◆ DATA FOR PROCESSING ◆
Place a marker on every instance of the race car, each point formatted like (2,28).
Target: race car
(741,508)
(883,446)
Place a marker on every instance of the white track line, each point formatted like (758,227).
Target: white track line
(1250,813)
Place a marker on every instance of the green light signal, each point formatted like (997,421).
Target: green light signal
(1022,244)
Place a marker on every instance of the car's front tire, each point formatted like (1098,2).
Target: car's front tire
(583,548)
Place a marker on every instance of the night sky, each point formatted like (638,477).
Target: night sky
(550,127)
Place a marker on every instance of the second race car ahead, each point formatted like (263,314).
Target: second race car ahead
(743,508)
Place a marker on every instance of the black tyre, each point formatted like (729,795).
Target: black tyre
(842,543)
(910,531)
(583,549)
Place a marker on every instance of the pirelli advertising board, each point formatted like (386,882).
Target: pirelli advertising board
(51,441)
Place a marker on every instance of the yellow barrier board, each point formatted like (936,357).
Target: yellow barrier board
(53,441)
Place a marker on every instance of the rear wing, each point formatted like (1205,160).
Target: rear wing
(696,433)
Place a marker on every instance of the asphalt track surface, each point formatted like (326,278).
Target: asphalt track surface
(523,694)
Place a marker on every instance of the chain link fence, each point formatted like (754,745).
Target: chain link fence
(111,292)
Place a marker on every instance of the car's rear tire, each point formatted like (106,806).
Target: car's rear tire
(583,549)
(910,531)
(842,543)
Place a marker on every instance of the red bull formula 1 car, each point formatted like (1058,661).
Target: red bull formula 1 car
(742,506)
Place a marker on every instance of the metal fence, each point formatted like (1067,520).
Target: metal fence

◆ TASK BRIEF ◆
Answer with the number alone after working out how many lines in the records contain the string "metal".

◆ RESULT OF THIS TASK ◆
2